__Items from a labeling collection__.
======

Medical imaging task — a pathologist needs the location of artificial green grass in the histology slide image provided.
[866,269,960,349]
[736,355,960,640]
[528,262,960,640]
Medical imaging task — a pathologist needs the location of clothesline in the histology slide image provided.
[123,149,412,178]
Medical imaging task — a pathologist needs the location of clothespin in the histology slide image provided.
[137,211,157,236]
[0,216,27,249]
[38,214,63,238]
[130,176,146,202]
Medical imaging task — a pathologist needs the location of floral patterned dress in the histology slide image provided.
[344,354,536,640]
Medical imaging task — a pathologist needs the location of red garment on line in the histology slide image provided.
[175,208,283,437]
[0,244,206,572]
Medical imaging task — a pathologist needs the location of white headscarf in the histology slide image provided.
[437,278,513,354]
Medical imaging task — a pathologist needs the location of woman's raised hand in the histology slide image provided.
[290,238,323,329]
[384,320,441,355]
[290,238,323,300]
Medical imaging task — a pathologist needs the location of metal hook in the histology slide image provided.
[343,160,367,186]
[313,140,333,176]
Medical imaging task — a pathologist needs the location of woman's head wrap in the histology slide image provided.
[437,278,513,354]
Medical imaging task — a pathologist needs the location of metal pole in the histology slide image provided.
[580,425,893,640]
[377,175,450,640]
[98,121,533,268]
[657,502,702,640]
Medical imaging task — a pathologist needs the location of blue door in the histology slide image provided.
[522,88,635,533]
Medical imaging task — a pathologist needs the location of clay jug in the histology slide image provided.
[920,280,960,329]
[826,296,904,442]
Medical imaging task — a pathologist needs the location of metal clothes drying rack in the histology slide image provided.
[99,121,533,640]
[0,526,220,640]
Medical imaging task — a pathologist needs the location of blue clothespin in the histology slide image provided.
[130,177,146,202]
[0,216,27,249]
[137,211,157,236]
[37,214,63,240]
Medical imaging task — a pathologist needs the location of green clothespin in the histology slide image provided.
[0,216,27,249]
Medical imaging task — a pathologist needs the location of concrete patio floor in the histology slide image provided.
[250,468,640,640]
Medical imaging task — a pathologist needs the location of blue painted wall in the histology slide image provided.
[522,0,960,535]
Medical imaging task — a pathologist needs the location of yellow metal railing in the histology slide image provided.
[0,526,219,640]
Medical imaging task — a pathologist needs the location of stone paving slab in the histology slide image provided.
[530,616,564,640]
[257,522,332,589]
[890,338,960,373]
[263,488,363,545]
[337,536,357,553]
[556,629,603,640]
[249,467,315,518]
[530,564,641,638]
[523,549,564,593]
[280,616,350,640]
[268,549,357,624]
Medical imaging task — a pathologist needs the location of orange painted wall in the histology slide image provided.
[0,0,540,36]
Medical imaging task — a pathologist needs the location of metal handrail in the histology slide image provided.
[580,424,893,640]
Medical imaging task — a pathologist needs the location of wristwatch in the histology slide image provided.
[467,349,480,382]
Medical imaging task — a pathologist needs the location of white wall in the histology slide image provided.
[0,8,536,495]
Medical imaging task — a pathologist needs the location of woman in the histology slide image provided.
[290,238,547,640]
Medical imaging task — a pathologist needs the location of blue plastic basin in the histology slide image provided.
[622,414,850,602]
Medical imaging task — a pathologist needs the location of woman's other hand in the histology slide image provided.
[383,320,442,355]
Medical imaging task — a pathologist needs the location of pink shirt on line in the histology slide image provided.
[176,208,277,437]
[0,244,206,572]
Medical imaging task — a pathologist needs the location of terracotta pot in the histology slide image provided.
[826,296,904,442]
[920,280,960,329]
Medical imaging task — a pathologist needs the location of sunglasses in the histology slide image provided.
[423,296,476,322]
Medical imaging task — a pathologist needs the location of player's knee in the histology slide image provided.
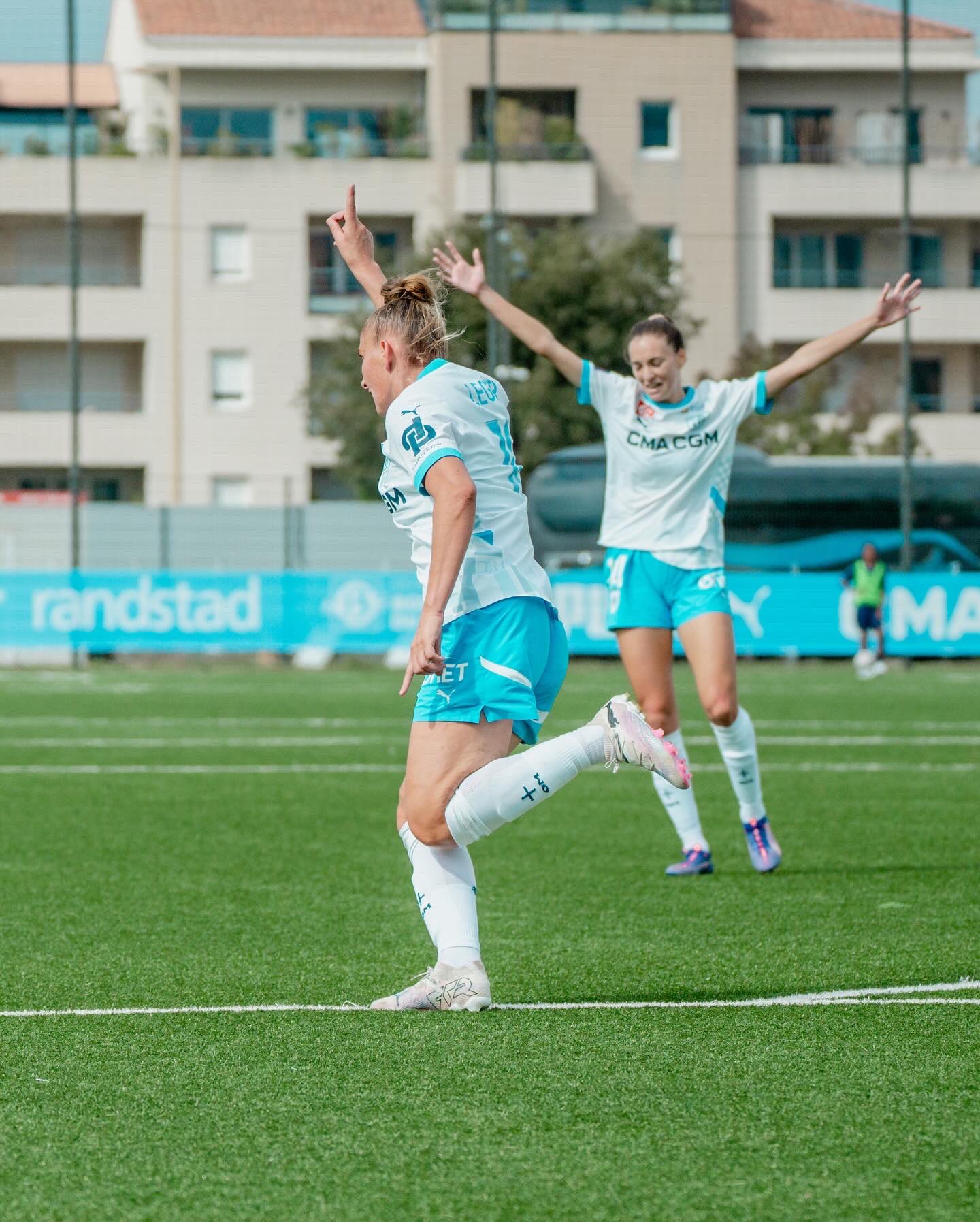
[642,699,679,735]
[704,692,738,726]
[398,787,452,847]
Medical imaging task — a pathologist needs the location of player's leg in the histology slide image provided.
[679,611,782,873]
[606,547,713,876]
[616,628,714,878]
[375,599,685,1010]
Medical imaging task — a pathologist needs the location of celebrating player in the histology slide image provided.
[434,242,921,876]
[327,187,689,1010]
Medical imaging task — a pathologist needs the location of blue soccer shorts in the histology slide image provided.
[412,598,568,743]
[606,547,732,632]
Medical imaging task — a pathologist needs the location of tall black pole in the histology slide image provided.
[65,0,82,666]
[484,0,500,374]
[896,0,913,572]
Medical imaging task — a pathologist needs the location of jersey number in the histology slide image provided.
[487,420,521,492]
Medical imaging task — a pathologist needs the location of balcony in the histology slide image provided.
[421,0,732,33]
[754,285,980,344]
[0,387,143,412]
[456,140,596,216]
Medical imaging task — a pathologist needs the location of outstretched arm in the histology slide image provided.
[766,272,923,398]
[433,241,582,386]
[326,183,387,309]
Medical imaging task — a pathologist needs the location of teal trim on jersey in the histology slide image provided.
[605,547,732,632]
[412,598,568,743]
[412,446,463,496]
[415,357,448,381]
[578,361,593,407]
[642,386,694,412]
[755,372,772,415]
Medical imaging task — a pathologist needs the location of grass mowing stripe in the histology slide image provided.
[0,979,980,1018]
[0,760,980,776]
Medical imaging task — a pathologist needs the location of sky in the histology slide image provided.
[0,0,980,121]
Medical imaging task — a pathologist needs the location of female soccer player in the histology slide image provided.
[434,242,921,876]
[327,187,689,1010]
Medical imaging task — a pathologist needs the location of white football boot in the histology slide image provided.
[590,694,690,790]
[370,959,491,1010]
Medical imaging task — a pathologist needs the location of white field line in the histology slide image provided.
[0,979,980,1018]
[0,713,980,735]
[0,722,980,750]
[0,760,980,776]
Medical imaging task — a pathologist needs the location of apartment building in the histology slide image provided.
[0,0,980,504]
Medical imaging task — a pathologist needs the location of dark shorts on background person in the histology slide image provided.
[858,605,881,632]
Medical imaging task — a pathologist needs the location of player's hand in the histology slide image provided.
[398,607,446,695]
[326,183,374,270]
[433,238,487,297]
[875,271,923,327]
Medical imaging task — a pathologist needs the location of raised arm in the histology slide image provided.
[433,241,582,386]
[326,183,387,309]
[766,272,923,398]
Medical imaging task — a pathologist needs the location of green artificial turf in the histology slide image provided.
[0,662,980,1222]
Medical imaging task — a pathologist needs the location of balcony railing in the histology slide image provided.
[0,128,135,158]
[181,132,275,158]
[772,268,980,289]
[0,389,143,412]
[462,140,593,161]
[421,0,732,31]
[738,143,980,166]
[0,263,140,289]
[290,131,429,160]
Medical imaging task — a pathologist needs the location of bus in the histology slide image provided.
[527,445,980,572]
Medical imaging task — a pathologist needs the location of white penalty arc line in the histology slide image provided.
[0,760,980,776]
[0,979,980,1018]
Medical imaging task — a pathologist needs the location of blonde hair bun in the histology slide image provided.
[381,271,440,306]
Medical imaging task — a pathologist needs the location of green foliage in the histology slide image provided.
[726,335,920,457]
[303,223,699,498]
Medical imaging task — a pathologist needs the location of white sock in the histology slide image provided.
[398,824,480,968]
[446,726,606,844]
[654,730,711,853]
[711,707,766,824]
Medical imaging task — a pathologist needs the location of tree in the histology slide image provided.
[303,223,699,498]
[726,335,919,456]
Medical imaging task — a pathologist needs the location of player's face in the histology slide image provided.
[630,335,687,403]
[357,331,397,415]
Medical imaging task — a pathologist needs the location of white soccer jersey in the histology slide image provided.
[378,361,555,623]
[578,361,772,568]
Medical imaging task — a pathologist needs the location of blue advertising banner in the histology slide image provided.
[0,568,980,658]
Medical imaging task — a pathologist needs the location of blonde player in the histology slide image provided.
[327,187,689,1010]
[434,236,921,876]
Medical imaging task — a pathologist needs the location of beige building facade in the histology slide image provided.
[0,0,980,504]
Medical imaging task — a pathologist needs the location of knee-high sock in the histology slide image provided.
[398,824,480,968]
[446,726,606,844]
[653,730,711,853]
[711,707,766,824]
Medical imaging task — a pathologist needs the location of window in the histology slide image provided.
[212,225,252,283]
[466,89,576,160]
[772,234,828,289]
[909,358,942,412]
[309,225,398,314]
[739,106,834,165]
[911,234,945,289]
[181,106,272,157]
[834,234,864,289]
[772,234,864,289]
[857,110,923,165]
[212,475,252,510]
[212,352,252,412]
[640,101,677,157]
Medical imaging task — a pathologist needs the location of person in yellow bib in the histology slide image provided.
[843,543,888,662]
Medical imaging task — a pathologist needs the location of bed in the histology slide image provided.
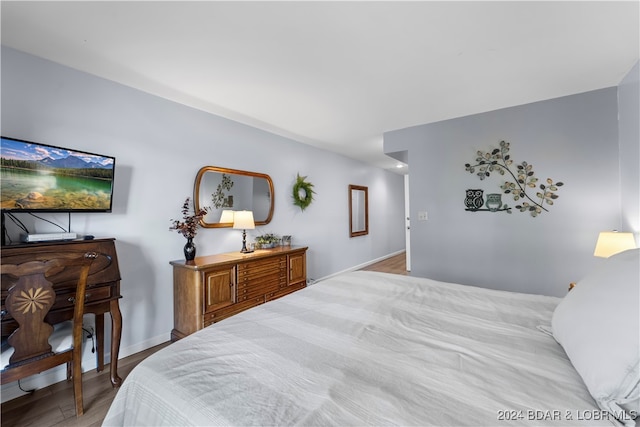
[104,251,640,426]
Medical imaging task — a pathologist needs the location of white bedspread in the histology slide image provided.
[104,271,611,426]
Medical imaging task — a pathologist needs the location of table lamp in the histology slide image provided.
[593,230,636,258]
[233,211,256,254]
[219,209,233,224]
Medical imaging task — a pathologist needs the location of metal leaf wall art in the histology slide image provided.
[465,141,564,217]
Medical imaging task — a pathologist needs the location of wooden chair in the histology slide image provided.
[0,252,98,416]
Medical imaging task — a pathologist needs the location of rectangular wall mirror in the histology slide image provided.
[349,185,369,237]
[193,166,274,228]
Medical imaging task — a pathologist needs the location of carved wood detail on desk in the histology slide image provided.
[170,246,307,341]
[1,238,122,387]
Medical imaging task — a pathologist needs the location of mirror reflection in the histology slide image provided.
[194,166,274,228]
[349,185,369,237]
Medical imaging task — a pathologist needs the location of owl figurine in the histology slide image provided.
[464,189,484,211]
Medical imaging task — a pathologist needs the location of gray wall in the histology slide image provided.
[618,62,640,244]
[384,87,639,296]
[2,47,404,398]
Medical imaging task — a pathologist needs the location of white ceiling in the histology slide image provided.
[1,1,640,169]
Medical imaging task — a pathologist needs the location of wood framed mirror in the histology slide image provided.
[193,166,274,228]
[349,185,369,237]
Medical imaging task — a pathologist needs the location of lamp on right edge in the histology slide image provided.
[593,230,636,258]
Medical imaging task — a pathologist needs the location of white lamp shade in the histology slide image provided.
[593,231,636,258]
[220,209,233,224]
[233,211,256,230]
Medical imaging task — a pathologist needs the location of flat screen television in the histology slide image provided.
[0,136,116,212]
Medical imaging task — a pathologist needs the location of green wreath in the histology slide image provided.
[292,173,315,211]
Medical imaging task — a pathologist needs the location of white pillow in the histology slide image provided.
[551,249,640,425]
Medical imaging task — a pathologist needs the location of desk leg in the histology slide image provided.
[95,313,104,372]
[110,300,122,387]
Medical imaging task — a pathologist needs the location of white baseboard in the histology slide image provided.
[309,249,405,285]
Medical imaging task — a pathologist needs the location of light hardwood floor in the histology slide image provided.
[0,252,407,427]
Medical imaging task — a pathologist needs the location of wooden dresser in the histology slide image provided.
[171,246,307,341]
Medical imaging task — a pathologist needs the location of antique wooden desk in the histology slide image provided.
[1,238,122,387]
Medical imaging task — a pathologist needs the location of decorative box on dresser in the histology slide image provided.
[171,246,307,341]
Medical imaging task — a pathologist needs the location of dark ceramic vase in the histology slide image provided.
[184,237,196,261]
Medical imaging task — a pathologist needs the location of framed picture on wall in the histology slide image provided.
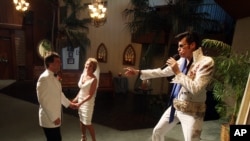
[68,51,73,58]
[67,58,75,64]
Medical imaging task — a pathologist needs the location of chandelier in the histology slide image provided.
[89,0,107,27]
[13,0,30,11]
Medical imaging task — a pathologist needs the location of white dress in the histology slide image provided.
[78,76,96,125]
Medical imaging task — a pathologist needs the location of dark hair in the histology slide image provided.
[44,52,60,68]
[175,31,200,48]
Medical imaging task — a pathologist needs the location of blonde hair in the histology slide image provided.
[86,58,98,72]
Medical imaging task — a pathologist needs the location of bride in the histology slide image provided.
[72,58,100,141]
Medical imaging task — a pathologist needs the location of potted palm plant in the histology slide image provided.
[202,39,250,140]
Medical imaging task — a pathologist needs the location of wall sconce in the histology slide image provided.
[96,43,108,63]
[13,0,30,11]
[88,0,107,27]
[123,44,135,65]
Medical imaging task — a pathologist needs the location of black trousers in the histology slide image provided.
[43,127,62,141]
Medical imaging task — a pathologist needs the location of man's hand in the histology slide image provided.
[54,118,61,125]
[69,102,78,109]
[167,57,181,75]
[124,67,139,76]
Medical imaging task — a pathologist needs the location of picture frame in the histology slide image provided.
[67,58,75,64]
[123,44,136,66]
[68,51,73,58]
[96,43,108,63]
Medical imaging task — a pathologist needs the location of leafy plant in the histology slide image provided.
[59,0,91,49]
[202,39,250,124]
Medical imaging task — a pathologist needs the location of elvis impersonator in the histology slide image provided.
[124,31,214,141]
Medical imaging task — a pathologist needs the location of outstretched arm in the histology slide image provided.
[124,67,140,76]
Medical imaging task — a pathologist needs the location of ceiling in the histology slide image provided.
[214,0,250,20]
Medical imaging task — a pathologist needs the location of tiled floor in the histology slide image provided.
[0,80,220,141]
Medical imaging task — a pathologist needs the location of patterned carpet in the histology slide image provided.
[0,81,163,131]
[0,81,218,131]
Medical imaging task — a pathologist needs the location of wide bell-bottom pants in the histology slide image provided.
[152,106,205,141]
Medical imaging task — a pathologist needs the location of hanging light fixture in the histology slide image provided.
[13,0,30,11]
[89,0,107,27]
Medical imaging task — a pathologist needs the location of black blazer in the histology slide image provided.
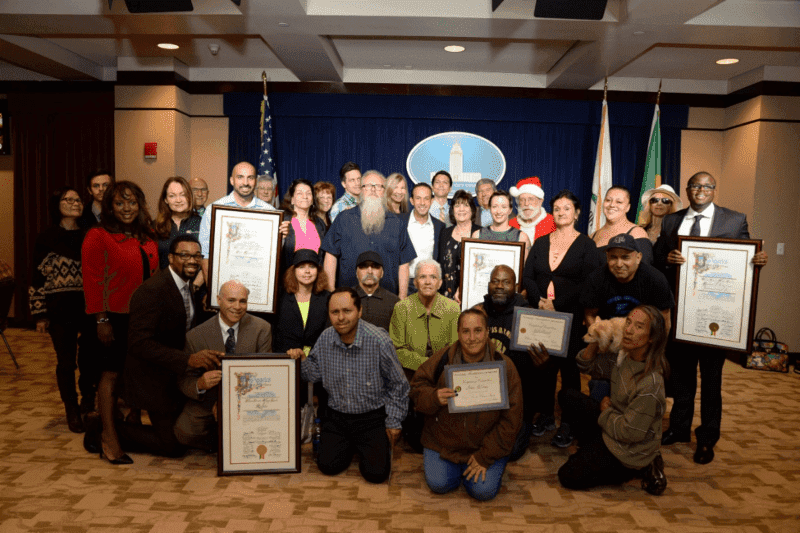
[404,210,446,266]
[124,268,200,413]
[272,291,330,353]
[653,204,750,289]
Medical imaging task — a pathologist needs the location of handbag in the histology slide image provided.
[745,328,789,372]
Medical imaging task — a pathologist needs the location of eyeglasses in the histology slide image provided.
[172,252,203,261]
[650,198,672,205]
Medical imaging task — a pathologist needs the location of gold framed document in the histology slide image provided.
[511,307,572,357]
[673,237,762,353]
[217,354,300,476]
[444,361,509,413]
[461,239,525,311]
[207,205,283,313]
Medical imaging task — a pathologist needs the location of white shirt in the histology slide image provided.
[408,211,433,279]
[169,266,194,322]
[217,314,241,343]
[678,203,714,237]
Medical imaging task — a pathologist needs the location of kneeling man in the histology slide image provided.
[410,309,522,500]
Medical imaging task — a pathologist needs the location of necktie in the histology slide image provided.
[225,328,236,353]
[689,215,703,237]
[181,284,193,331]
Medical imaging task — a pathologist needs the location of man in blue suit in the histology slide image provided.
[401,183,445,296]
[654,172,767,464]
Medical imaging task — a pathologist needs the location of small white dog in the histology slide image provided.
[583,317,625,353]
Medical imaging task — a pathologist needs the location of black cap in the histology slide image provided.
[292,248,319,266]
[606,233,639,252]
[356,250,383,267]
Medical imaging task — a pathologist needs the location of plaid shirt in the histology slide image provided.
[301,319,410,429]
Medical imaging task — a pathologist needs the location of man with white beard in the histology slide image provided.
[508,176,556,245]
[322,170,417,299]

======

__STATED EXERCISE__. Copy the material verbatim from the line with "Medical imaging task — a pathologist needs the location of man's" through the line with "[745,328,789,372]", including both of those lines. Leave the pictures out.

__RESULT OF THIS EXERCISE__.
Medical imaging task — a pathologist needs the location of man's hand in the histology slide image provided.
[54,118,61,125]
[69,102,78,109]
[167,57,181,75]
[124,67,139,76]
Medical imaging task — a pathologist needs the location of picture frame in the histology slide image provided.
[67,58,75,64]
[123,44,136,66]
[68,51,73,58]
[96,43,108,63]
Medical imaging task — a pathologist needs the location of leafy plant in the histology slide image provided.
[59,0,91,49]
[202,39,250,124]
Medical imaging task — a pathologist needs the location of elvis impersonator in the histology slide image provided.
[124,31,214,141]
Medical imaging task — a pathologist needs the location of outstretched arm in the histology slide image provided.
[124,67,140,76]
Medical imaging task — a pathologist needs the location of ceiling in the histology slide image provided.
[214,0,250,20]
Medical imaging task — a pathologist needs the location of tiled floor in the histology slide image provided.
[0,80,220,141]
Medical imaging task — a pathologist needs the location of patterned carpet in the histology slide image provided.
[0,81,163,131]
[0,81,218,131]
Medical imaging task — a pathologist needs the location of wide bell-bottom pants in the histology slide image provided.
[152,106,205,141]
Medical imaging task — a pathologist needs the location of hanging light fixture in the histology slide image provided.
[13,0,30,11]
[89,0,107,27]
Medical imaging task — a pathologist needs the location of black blazer in the histology slide image provided.
[404,210,446,266]
[124,268,200,413]
[272,291,330,353]
[653,204,750,289]
Medical imaging task — a pathologist needs the location of handbag in the histology slide image provided.
[745,328,789,372]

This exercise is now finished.